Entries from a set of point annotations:
******

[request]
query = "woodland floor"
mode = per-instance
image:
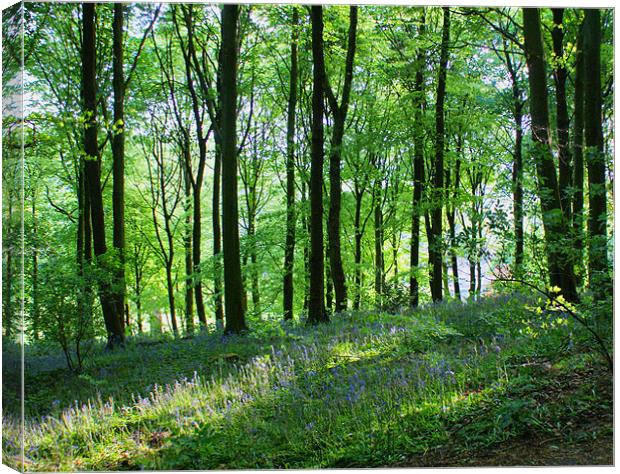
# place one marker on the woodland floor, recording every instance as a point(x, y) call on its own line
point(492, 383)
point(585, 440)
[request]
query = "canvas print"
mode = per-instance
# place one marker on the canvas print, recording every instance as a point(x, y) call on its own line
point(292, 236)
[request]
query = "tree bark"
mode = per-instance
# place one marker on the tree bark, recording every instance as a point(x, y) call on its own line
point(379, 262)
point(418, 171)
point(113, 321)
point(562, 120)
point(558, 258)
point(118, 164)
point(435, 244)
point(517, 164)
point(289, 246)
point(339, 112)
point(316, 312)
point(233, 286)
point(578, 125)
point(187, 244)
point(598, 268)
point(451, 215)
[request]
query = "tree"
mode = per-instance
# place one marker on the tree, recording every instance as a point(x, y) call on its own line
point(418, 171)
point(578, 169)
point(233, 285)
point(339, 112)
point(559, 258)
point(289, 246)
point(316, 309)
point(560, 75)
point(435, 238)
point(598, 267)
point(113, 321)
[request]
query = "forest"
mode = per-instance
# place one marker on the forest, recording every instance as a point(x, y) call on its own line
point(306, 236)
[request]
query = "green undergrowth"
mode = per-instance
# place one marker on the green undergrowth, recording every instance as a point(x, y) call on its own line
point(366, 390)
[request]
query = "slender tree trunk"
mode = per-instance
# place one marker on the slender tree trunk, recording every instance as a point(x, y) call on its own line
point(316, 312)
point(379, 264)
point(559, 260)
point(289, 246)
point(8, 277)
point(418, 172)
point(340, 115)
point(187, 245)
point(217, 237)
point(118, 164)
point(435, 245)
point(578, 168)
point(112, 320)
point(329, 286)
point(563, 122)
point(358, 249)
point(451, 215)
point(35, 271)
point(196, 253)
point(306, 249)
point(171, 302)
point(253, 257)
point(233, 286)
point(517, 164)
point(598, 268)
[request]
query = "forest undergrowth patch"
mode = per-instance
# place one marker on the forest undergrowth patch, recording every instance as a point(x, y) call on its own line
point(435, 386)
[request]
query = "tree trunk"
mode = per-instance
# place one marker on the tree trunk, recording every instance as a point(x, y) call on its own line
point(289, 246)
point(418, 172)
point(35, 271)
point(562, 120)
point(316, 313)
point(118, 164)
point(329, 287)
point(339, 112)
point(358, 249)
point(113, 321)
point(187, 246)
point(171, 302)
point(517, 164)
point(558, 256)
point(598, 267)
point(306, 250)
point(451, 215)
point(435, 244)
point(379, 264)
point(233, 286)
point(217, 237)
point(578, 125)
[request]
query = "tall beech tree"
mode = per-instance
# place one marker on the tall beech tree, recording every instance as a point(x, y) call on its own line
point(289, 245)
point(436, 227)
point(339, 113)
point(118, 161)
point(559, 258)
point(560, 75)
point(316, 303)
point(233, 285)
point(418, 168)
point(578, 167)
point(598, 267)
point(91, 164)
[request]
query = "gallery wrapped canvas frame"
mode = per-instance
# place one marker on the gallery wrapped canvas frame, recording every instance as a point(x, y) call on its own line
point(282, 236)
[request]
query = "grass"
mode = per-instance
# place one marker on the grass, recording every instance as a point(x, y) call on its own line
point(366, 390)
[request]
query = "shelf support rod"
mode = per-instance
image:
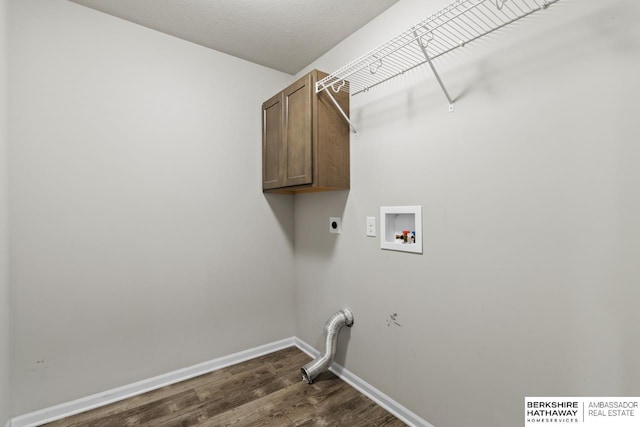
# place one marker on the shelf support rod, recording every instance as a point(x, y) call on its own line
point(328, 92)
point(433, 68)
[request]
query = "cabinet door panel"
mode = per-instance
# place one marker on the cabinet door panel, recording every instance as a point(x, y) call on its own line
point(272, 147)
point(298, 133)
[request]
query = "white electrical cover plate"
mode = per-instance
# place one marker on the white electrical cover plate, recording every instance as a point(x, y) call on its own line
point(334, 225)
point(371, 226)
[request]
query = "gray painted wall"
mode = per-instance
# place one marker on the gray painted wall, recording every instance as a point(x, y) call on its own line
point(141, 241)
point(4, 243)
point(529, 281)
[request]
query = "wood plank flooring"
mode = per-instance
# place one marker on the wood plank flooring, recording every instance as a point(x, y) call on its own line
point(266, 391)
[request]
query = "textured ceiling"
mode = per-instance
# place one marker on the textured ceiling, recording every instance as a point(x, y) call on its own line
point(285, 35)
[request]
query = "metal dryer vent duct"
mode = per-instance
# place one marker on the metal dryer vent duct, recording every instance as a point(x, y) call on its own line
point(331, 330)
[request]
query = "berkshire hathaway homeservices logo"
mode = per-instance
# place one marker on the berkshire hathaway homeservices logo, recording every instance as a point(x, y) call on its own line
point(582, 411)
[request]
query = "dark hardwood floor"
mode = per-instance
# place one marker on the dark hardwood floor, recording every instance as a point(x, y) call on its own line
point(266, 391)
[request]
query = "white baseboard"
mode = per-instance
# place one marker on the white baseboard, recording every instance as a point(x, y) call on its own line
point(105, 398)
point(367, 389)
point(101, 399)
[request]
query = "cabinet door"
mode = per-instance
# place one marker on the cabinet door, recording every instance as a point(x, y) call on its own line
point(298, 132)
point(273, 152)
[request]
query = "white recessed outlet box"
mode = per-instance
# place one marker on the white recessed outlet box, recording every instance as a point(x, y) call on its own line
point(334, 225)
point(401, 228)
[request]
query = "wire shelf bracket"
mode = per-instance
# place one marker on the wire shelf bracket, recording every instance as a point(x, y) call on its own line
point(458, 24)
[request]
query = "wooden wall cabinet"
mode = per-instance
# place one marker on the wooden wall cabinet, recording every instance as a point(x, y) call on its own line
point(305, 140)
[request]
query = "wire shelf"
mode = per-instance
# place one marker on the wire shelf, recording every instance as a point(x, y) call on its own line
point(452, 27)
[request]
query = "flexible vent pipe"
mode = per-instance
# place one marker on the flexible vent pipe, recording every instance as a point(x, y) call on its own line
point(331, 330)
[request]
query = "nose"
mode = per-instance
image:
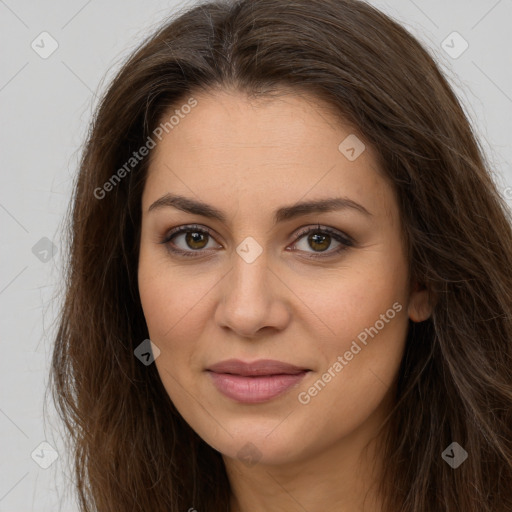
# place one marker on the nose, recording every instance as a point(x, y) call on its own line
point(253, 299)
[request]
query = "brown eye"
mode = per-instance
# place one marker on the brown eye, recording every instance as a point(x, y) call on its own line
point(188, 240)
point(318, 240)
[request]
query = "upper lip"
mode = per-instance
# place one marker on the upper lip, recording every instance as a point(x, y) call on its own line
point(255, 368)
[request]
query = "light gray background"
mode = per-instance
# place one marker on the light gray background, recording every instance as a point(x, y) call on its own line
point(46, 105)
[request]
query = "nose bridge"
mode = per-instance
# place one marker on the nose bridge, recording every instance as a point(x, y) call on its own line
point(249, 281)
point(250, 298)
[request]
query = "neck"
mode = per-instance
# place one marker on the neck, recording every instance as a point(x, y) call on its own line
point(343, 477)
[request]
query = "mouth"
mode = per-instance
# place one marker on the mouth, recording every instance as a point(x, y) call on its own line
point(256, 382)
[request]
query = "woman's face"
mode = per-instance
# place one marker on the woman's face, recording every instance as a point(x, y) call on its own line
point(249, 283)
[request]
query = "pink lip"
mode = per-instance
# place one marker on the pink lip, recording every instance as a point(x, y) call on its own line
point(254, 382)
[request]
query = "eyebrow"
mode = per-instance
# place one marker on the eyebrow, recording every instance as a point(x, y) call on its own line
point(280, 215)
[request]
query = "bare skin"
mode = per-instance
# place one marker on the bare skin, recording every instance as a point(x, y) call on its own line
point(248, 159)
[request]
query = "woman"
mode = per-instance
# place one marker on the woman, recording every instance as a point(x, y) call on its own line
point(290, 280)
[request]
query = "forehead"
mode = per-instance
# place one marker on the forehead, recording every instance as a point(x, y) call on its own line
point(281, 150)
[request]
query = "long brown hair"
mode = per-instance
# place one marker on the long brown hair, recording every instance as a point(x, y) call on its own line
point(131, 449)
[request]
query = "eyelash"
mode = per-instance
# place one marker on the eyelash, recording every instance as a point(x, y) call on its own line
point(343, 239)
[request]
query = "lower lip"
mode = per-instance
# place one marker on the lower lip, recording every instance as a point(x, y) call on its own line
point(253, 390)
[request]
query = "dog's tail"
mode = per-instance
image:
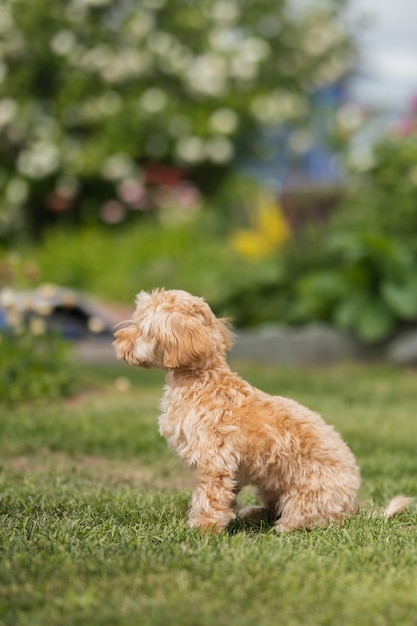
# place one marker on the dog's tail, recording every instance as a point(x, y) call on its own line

******

• _Task statement_: Can you find every line in the data above that contains the string "face" and copy each of those lines?

• _Output of the exercise_:
query = "woman's face"
# place one marker on the woman's face, recording every instance as a point(x, y) call on its own line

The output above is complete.